*** Dataset records ***

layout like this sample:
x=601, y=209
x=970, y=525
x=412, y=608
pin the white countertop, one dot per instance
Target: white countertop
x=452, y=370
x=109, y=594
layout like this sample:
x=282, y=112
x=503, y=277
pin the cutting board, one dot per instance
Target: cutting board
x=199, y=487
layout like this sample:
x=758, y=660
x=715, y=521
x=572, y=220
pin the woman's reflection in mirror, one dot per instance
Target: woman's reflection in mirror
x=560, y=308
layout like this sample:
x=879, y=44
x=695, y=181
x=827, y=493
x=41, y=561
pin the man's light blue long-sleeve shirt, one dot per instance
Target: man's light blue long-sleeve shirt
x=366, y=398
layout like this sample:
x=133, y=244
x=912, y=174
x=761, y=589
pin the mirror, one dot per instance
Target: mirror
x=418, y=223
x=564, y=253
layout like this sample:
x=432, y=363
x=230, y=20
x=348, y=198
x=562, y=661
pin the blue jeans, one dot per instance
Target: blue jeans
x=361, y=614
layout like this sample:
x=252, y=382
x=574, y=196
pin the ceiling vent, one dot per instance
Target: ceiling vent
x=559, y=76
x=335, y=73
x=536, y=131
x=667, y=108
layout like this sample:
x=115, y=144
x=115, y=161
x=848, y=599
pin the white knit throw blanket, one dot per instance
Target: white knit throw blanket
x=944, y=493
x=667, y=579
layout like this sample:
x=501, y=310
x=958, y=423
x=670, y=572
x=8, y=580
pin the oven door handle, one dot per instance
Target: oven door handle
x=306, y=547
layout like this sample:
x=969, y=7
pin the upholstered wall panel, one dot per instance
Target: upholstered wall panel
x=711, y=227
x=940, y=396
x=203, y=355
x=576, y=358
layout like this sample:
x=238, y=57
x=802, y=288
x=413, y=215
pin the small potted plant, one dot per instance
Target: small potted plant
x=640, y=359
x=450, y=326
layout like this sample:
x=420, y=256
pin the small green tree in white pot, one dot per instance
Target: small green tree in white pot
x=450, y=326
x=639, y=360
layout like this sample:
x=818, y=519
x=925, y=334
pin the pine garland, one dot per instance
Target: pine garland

*** End of Dataset records ***

Assigned task: The line with "pin the woman's" is the last to include; transcribe exactly every line from the top of the material above down to it.

Solution to this task:
layout like this sample:
x=601, y=209
x=970, y=525
x=412, y=608
pin the white countertop, one dot per instance
Target: white countertop
x=452, y=370
x=109, y=594
layout like this sample:
x=282, y=112
x=503, y=277
pin the cutting board, one dot per instance
Target: cutting board
x=199, y=487
layout like this sample:
x=758, y=660
x=715, y=521
x=572, y=220
pin the woman's reflection in mirror, one dot per instance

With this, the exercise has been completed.